= Extrait du texte =
Chaque jour, Rukumbuzi Delphin Ntanyoma, un Munyamulenge du Sud-Kivu qui termine son doctorat en économie aux Pays-Bas, retrace les malheurs de sa communauté d’origine à Minembwe. Son blog, Eastern Congo Tribune, était particulièrement important pendant le verrouillage du COVID-19, car les journalistes et les chercheurs ne pouvaient pas entrer en RDC. Le blog donne une lecture sombre, détaillant les attaques armées contre des civils banyamulenge, qui ont été horriblement attaqués, violés et tués, alors qu’ils essayaient de trouver de la nourriture. Le bétail pillé a été vendu pour payer plus d’armes. Et le temps presse.

= Lignes fournies =
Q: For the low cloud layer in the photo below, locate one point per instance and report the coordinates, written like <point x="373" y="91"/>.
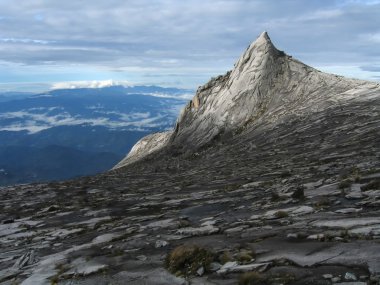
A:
<point x="178" y="43"/>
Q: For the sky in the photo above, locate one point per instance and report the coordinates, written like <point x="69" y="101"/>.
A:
<point x="48" y="44"/>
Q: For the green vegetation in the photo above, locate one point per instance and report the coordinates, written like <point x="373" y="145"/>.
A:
<point x="372" y="185"/>
<point x="281" y="214"/>
<point x="187" y="259"/>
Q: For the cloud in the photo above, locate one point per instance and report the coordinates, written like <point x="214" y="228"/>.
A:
<point x="371" y="68"/>
<point x="125" y="40"/>
<point x="88" y="84"/>
<point x="32" y="122"/>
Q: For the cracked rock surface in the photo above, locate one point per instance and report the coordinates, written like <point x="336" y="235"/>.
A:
<point x="289" y="189"/>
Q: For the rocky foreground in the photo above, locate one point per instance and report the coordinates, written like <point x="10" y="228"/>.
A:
<point x="294" y="200"/>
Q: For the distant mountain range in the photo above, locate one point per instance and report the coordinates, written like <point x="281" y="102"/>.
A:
<point x="67" y="133"/>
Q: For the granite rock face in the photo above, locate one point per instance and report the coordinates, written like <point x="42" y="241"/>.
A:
<point x="265" y="85"/>
<point x="279" y="177"/>
<point x="144" y="147"/>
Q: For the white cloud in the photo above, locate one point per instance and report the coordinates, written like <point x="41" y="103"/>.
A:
<point x="25" y="41"/>
<point x="34" y="123"/>
<point x="88" y="84"/>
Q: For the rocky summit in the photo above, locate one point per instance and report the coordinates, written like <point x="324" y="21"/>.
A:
<point x="270" y="176"/>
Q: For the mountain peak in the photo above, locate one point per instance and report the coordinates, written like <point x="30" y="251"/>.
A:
<point x="265" y="87"/>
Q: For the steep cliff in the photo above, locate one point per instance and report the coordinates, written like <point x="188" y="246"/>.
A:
<point x="265" y="86"/>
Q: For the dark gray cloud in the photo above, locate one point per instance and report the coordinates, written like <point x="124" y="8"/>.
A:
<point x="163" y="37"/>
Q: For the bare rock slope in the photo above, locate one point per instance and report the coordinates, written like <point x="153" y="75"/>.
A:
<point x="271" y="176"/>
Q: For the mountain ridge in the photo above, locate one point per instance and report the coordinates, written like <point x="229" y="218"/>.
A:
<point x="265" y="84"/>
<point x="290" y="196"/>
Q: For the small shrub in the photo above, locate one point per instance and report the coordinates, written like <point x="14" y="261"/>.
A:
<point x="322" y="202"/>
<point x="285" y="174"/>
<point x="345" y="184"/>
<point x="275" y="197"/>
<point x="252" y="278"/>
<point x="281" y="214"/>
<point x="372" y="185"/>
<point x="225" y="257"/>
<point x="299" y="193"/>
<point x="245" y="256"/>
<point x="187" y="259"/>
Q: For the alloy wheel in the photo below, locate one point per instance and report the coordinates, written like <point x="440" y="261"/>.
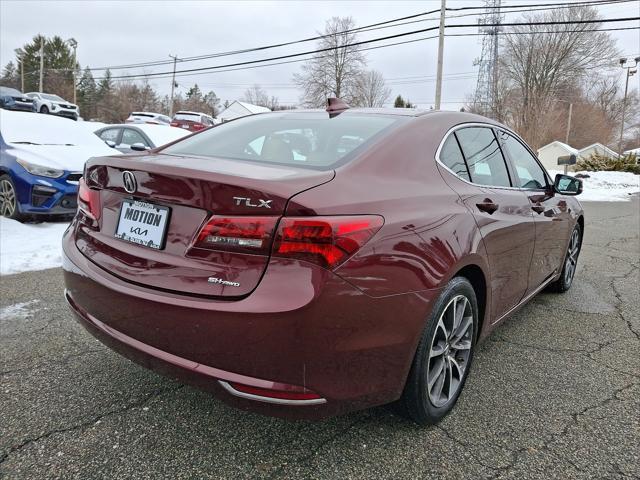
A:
<point x="450" y="350"/>
<point x="572" y="257"/>
<point x="7" y="198"/>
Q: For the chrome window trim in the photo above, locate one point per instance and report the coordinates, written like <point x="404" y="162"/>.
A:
<point x="260" y="398"/>
<point x="493" y="127"/>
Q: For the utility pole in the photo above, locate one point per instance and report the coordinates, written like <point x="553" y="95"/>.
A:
<point x="173" y="83"/>
<point x="74" y="45"/>
<point x="630" y="71"/>
<point x="443" y="9"/>
<point x="41" y="61"/>
<point x="566" y="139"/>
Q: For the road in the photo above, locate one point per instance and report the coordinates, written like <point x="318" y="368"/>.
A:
<point x="554" y="393"/>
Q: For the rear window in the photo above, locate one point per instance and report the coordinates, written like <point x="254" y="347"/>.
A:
<point x="302" y="139"/>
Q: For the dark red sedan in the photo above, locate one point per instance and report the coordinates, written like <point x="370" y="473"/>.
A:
<point x="309" y="263"/>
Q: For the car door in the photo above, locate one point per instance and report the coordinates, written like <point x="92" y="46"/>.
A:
<point x="129" y="137"/>
<point x="501" y="211"/>
<point x="552" y="215"/>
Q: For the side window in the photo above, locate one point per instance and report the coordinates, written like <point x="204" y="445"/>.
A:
<point x="528" y="170"/>
<point x="452" y="157"/>
<point x="130" y="136"/>
<point x="110" y="134"/>
<point x="484" y="158"/>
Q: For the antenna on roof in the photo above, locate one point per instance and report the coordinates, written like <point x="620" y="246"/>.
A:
<point x="335" y="106"/>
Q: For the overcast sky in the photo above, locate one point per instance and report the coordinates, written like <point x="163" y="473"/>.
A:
<point x="126" y="32"/>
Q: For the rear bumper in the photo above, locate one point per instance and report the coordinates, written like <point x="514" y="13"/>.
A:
<point x="302" y="327"/>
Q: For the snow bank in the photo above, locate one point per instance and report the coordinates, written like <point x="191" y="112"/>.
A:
<point x="25" y="247"/>
<point x="606" y="186"/>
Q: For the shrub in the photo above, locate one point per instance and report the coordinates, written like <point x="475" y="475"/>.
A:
<point x="595" y="162"/>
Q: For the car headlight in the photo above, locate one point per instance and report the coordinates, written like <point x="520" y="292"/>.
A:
<point x="40" y="170"/>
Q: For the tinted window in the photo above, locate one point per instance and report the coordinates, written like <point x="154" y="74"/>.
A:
<point x="129" y="137"/>
<point x="484" y="158"/>
<point x="452" y="157"/>
<point x="110" y="134"/>
<point x="302" y="139"/>
<point x="528" y="170"/>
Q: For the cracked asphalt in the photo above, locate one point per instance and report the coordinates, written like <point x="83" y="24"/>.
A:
<point x="554" y="393"/>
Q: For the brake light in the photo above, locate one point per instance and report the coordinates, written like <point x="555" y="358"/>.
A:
<point x="239" y="234"/>
<point x="88" y="200"/>
<point x="326" y="241"/>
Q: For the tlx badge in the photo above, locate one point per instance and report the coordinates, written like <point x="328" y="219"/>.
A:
<point x="248" y="202"/>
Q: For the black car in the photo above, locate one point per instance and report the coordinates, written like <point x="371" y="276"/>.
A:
<point x="12" y="99"/>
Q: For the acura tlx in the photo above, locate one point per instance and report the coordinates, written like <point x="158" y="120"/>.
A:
<point x="308" y="263"/>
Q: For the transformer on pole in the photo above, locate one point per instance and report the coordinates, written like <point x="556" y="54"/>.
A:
<point x="485" y="98"/>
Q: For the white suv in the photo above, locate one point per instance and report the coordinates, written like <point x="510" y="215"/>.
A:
<point x="49" y="103"/>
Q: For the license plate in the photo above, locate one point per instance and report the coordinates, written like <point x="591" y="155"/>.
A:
<point x="143" y="223"/>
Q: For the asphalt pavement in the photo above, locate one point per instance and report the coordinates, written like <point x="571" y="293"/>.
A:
<point x="554" y="393"/>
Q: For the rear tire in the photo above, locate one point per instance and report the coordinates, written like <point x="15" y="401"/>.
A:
<point x="570" y="262"/>
<point x="444" y="355"/>
<point x="8" y="199"/>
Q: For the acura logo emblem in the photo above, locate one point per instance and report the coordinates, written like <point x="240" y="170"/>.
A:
<point x="129" y="181"/>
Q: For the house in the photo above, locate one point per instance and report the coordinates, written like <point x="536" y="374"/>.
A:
<point x="597" y="149"/>
<point x="549" y="154"/>
<point x="240" y="109"/>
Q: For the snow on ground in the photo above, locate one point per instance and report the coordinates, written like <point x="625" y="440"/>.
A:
<point x="26" y="247"/>
<point x="606" y="186"/>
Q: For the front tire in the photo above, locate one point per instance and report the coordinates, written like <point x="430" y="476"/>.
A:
<point x="8" y="199"/>
<point x="444" y="355"/>
<point x="570" y="262"/>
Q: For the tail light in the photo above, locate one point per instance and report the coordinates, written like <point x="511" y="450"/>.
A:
<point x="326" y="241"/>
<point x="238" y="234"/>
<point x="88" y="200"/>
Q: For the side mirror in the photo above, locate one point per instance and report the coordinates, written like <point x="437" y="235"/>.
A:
<point x="139" y="147"/>
<point x="567" y="185"/>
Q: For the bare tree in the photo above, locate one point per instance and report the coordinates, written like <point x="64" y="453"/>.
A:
<point x="370" y="90"/>
<point x="538" y="67"/>
<point x="257" y="96"/>
<point x="333" y="72"/>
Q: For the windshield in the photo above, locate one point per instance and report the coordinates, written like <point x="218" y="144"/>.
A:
<point x="302" y="139"/>
<point x="55" y="98"/>
<point x="36" y="129"/>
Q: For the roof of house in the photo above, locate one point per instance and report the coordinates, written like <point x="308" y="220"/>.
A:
<point x="561" y="145"/>
<point x="599" y="145"/>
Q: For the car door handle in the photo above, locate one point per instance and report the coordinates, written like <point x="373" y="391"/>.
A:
<point x="487" y="206"/>
<point x="538" y="208"/>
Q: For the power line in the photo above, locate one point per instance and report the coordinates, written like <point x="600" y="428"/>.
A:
<point x="371" y="27"/>
<point x="365" y="42"/>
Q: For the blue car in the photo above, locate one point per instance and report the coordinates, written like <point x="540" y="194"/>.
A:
<point x="41" y="161"/>
<point x="12" y="99"/>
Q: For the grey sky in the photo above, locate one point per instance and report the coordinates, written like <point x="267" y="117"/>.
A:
<point x="124" y="32"/>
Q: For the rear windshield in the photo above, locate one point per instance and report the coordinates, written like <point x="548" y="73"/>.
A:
<point x="302" y="139"/>
<point x="194" y="117"/>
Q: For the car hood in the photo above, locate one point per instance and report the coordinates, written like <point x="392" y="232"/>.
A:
<point x="63" y="157"/>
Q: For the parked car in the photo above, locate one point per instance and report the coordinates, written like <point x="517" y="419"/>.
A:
<point x="148" y="117"/>
<point x="305" y="264"/>
<point x="12" y="99"/>
<point x="41" y="161"/>
<point x="139" y="137"/>
<point x="50" y="103"/>
<point x="192" y="121"/>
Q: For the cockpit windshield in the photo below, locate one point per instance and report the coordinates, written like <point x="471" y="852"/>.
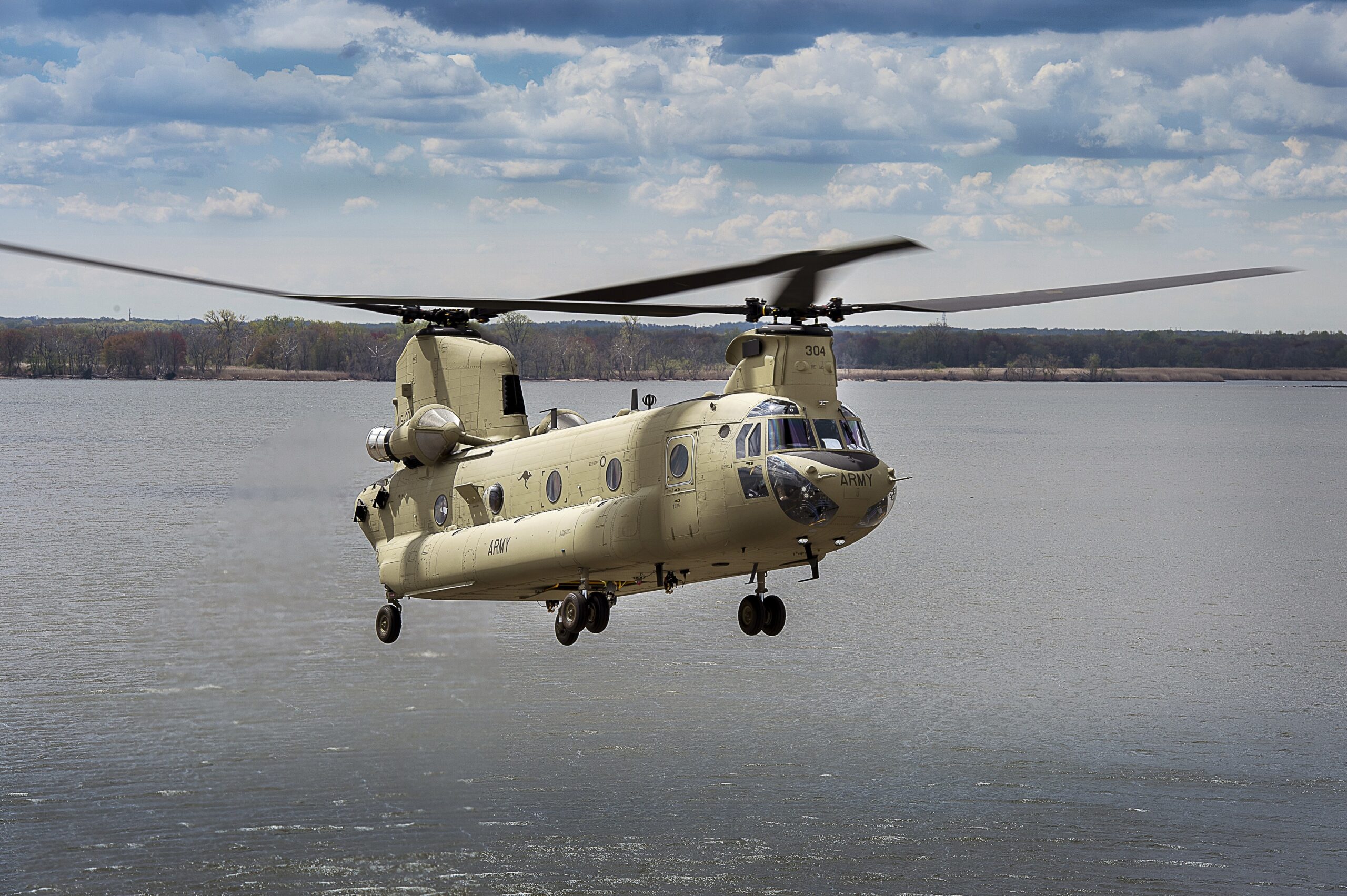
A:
<point x="787" y="433"/>
<point x="842" y="434"/>
<point x="773" y="406"/>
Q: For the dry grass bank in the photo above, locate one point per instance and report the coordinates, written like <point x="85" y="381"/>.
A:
<point x="271" y="375"/>
<point x="1122" y="375"/>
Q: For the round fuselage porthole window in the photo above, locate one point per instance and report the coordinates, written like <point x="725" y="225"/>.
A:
<point x="678" y="461"/>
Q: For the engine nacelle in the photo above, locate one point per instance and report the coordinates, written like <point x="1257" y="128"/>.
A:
<point x="429" y="437"/>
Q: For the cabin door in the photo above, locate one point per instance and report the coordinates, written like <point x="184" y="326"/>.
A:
<point x="681" y="486"/>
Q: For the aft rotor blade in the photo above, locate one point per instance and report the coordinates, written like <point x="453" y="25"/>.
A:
<point x="1038" y="297"/>
<point x="635" y="291"/>
<point x="800" y="290"/>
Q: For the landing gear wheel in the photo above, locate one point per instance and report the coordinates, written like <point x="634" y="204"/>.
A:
<point x="598" y="611"/>
<point x="562" y="635"/>
<point x="773" y="615"/>
<point x="751" y="615"/>
<point x="571" y="616"/>
<point x="388" y="623"/>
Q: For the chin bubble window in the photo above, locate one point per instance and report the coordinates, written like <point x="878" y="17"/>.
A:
<point x="802" y="500"/>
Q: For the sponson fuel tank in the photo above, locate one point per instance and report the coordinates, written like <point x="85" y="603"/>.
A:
<point x="554" y="545"/>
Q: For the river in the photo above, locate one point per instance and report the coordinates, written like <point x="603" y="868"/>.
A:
<point x="1098" y="647"/>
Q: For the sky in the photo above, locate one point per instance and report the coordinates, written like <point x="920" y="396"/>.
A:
<point x="526" y="147"/>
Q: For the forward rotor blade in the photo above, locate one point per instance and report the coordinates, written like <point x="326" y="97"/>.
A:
<point x="1038" y="297"/>
<point x="802" y="289"/>
<point x="810" y="260"/>
<point x="500" y="306"/>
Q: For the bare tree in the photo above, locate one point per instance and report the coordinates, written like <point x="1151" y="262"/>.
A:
<point x="228" y="328"/>
<point x="629" y="347"/>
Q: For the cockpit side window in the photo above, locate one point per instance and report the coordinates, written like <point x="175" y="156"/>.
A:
<point x="786" y="434"/>
<point x="830" y="436"/>
<point x="749" y="441"/>
<point x="855" y="436"/>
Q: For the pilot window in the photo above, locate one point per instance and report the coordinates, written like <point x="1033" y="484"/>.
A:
<point x="749" y="442"/>
<point x="855" y="436"/>
<point x="830" y="436"/>
<point x="752" y="481"/>
<point x="788" y="433"/>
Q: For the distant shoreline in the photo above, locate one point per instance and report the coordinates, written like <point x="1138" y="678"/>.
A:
<point x="947" y="375"/>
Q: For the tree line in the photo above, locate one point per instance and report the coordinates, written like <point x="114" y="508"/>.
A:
<point x="623" y="349"/>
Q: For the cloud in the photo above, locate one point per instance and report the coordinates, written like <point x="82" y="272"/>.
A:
<point x="347" y="153"/>
<point x="689" y="196"/>
<point x="359" y="204"/>
<point x="778" y="25"/>
<point x="501" y="209"/>
<point x="229" y="203"/>
<point x="21" y="195"/>
<point x="1156" y="223"/>
<point x="887" y="185"/>
<point x="159" y="208"/>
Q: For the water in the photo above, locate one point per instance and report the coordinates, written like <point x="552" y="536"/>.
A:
<point x="1100" y="647"/>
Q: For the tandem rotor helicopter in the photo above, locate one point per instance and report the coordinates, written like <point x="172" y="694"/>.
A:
<point x="768" y="475"/>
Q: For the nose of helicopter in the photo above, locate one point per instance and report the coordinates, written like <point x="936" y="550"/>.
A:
<point x="831" y="489"/>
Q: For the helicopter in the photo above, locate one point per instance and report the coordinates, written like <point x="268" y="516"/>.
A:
<point x="771" y="474"/>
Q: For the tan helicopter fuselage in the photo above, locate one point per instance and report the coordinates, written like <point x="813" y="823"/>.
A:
<point x="716" y="487"/>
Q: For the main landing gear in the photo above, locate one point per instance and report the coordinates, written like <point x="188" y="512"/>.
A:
<point x="761" y="612"/>
<point x="578" y="612"/>
<point x="388" y="623"/>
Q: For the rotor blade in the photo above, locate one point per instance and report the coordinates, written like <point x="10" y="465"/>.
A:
<point x="623" y="293"/>
<point x="800" y="290"/>
<point x="816" y="259"/>
<point x="384" y="305"/>
<point x="1036" y="297"/>
<point x="133" y="268"/>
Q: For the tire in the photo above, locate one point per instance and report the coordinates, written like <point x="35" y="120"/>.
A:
<point x="388" y="623"/>
<point x="573" y="612"/>
<point x="773" y="615"/>
<point x="751" y="615"/>
<point x="598" y="612"/>
<point x="562" y="635"/>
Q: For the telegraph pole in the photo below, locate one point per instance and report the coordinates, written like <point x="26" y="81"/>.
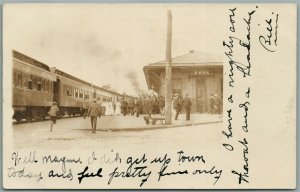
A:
<point x="168" y="76"/>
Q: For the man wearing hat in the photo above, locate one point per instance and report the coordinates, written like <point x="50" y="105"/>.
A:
<point x="177" y="105"/>
<point x="93" y="112"/>
<point x="53" y="114"/>
<point x="187" y="105"/>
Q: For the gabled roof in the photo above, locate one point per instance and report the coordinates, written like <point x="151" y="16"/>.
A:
<point x="193" y="58"/>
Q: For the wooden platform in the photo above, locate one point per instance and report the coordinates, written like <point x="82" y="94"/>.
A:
<point x="153" y="120"/>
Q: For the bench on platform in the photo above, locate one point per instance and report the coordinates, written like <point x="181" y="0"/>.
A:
<point x="153" y="120"/>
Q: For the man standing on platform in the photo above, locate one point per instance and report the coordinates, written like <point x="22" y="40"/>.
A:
<point x="53" y="114"/>
<point x="161" y="105"/>
<point x="187" y="105"/>
<point x="177" y="105"/>
<point x="93" y="112"/>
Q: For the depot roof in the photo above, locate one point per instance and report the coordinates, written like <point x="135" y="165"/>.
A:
<point x="191" y="59"/>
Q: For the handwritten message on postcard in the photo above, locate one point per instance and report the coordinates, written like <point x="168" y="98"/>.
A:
<point x="149" y="96"/>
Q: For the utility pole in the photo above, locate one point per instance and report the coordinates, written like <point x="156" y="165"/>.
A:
<point x="168" y="76"/>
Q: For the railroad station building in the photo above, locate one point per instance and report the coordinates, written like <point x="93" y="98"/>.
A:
<point x="198" y="74"/>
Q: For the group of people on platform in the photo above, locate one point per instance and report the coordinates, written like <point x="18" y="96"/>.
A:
<point x="213" y="105"/>
<point x="147" y="105"/>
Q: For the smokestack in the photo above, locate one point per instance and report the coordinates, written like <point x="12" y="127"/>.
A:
<point x="168" y="78"/>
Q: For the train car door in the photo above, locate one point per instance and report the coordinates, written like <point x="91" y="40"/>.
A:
<point x="56" y="91"/>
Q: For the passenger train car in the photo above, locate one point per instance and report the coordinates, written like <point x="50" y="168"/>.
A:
<point x="32" y="88"/>
<point x="36" y="86"/>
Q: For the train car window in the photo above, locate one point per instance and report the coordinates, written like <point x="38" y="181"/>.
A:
<point x="69" y="91"/>
<point x="34" y="83"/>
<point x="25" y="80"/>
<point x="19" y="79"/>
<point x="15" y="79"/>
<point x="76" y="92"/>
<point x="51" y="87"/>
<point x="29" y="85"/>
<point x="43" y="85"/>
<point x="46" y="86"/>
<point x="39" y="86"/>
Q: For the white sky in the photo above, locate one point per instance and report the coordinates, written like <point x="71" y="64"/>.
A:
<point x="104" y="44"/>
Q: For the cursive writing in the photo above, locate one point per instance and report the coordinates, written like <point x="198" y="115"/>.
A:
<point x="85" y="174"/>
<point x="269" y="41"/>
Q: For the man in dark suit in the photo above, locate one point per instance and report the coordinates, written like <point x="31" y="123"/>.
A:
<point x="93" y="112"/>
<point x="187" y="105"/>
<point x="177" y="105"/>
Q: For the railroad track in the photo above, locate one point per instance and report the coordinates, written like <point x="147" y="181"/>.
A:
<point x="40" y="120"/>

= Tâches à réaliser =
(a) Renvoyez le passage de l'extrait du texte situé entre « Chaque jour, Rukumbuzi » et « le temps presse. », bornes incluses.
(b) Répondez aux questions suivantes d'après l'extrait du texte :
(i) Dans quel pays Rukumbuzi Delphin Ntanyoma termine-t-il son doctorat ?
(ii) Quel est le nom de son blog ?
(iii) À quoi a servi la vente du bétail pillé ?
(c) Présentez sous forme de liste à puces le paragraphe de l'extrait du texte qui commence par « Chaque jour, Rukumbuzi Delphin Ntanyoma », en conservant ses faits principaux.

= Corrigé par tâche =
(a)
Chaque jour, Rukumbuzi Delphin Ntanyoma, un Munyamulenge du Sud-Kivu qui termine son doctorat en économie aux Pays-Bas, retrace les malheurs de sa communauté d’origine à Minembwe. Son blog, Eastern Congo Tribune, était particulièrement important pendant le verrouillage du COVID-19, car les journalistes et les chercheurs ne pouvaient pas entrer en RDC. Le blog donne une lecture sombre, détaillant les attaques armées contre des civils banyamulenge, qui ont été horriblement attaqués, violés et tués, alors qu’ils essayaient de trouver de la nourriture. Le bétail pillé a été vendu pour payer plus d’armes. Et le temps presse.

(b)
(i) Aux Pays-Bas.
(ii) Eastern Congo Tribune.
(iii) À payer plus d'armes.

(c)
- Rukumbuzi Delphin Ntanyoma est un Munyamulenge du Sud-Kivu qui termine un doctorat en économie aux Pays-Bas.
- Chaque jour, il retrace les malheurs de sa communauté d'origine à Minembwe.
- Son blog, Eastern Congo Tribune, a joué un rôle important pendant le verrouillage du COVID-19, car journalistes et chercheurs ne pouvaient pas entrer en RDC.
- Le blog détaille les attaques armées contre des civils banyamulenge, attaqués, violés et tués alors qu'ils cherchaient de la nourriture.
- Le bétail pillé a été vendu pour acheter davantage d'armes.
- Le temps presse.